Given information:
============

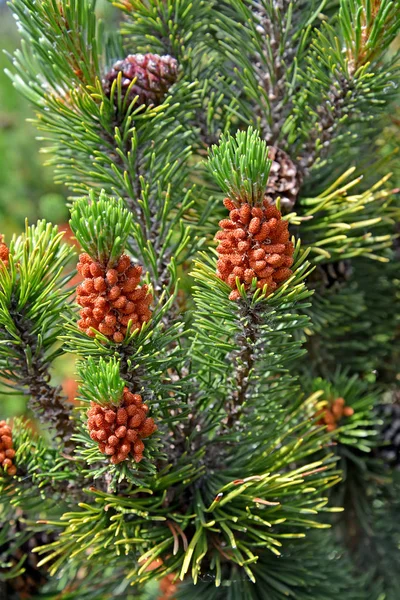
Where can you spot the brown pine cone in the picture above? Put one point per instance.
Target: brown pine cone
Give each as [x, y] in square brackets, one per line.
[111, 298]
[254, 242]
[7, 451]
[4, 252]
[167, 587]
[154, 76]
[284, 179]
[331, 415]
[120, 430]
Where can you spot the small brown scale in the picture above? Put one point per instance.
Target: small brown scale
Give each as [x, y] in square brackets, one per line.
[7, 451]
[254, 243]
[110, 298]
[334, 413]
[120, 430]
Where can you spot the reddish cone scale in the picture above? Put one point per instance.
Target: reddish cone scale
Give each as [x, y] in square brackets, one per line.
[120, 430]
[254, 243]
[4, 252]
[334, 413]
[168, 588]
[110, 298]
[7, 451]
[154, 76]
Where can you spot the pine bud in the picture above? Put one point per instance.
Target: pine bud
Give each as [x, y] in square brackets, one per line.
[110, 298]
[7, 452]
[119, 430]
[254, 243]
[154, 76]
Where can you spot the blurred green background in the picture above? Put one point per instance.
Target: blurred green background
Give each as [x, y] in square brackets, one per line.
[27, 189]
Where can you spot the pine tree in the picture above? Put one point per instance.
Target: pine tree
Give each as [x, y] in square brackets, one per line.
[235, 327]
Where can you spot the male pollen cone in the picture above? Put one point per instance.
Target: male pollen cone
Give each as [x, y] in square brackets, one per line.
[7, 451]
[253, 243]
[4, 252]
[119, 430]
[110, 298]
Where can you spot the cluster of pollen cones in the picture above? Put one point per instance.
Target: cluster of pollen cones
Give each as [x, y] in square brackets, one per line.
[110, 298]
[334, 413]
[7, 451]
[253, 243]
[120, 430]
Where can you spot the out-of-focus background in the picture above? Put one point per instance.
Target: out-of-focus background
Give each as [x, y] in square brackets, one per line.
[27, 189]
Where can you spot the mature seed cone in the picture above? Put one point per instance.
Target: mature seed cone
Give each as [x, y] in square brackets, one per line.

============

Problem description: Leave out the pictures and copy everything else in the records word for word.

The solution:
Where can you spot the brown pine cone in the picture above? Put one point per instance.
Target: brown pine cone
Give each as [x, y] in square brackets, one per line.
[111, 298]
[254, 242]
[7, 451]
[4, 252]
[167, 587]
[154, 76]
[284, 179]
[331, 415]
[120, 430]
Where can you spot the small brown scale in the picture above? Put one point per instance.
Target: small brown scale
Give each as [x, y] in square brackets, one per line.
[7, 451]
[254, 243]
[110, 298]
[334, 413]
[120, 430]
Where can you spot the reddish cone scale in the picture above? Put one point per instance.
Target: reddish cone scale
Give each as [x, y] in square brackets, one per line.
[120, 430]
[254, 243]
[4, 252]
[334, 413]
[168, 588]
[110, 298]
[7, 451]
[154, 76]
Where can you spot the pine bud in the picture above? Put one point per instance.
Target: pine bud
Give each as [x, y] in square brackets, one per line.
[110, 298]
[7, 452]
[119, 430]
[254, 243]
[154, 76]
Where can you spot the blurred green background in the picture above? Put one point per instance.
Target: blurred green background
Give each as [x, y] in square brackets, one per line.
[27, 189]
Where can you spot the pine tree in the picture above? Put one point per instance.
Target: pine tree
Give each as [x, y] in square brackets, one per line.
[235, 327]
Where can you spot the male pollen cone in the picture above? Put one point per instance.
Target: male pollen cone
Give each as [x, y] in square brackets, one per line.
[7, 451]
[253, 243]
[4, 252]
[119, 430]
[110, 298]
Where can you spot the cluster of pollen cones in the picture above? Put one point per instance.
Target: cluster of pollen cones
Give each as [x, y] in square brackets, one per line.
[110, 298]
[334, 413]
[7, 451]
[253, 243]
[120, 430]
Where can you spot the out-of-focus background in the picture above? Put one point per instance.
Target: out-of-focus background
Give each as [x, y] in square brackets, one per line.
[27, 189]
Where can you spot the mature seed cone in the picture above? Put one point per instance.
Target: mature seed cone
Give each as [x, y] in square brackets, one per line.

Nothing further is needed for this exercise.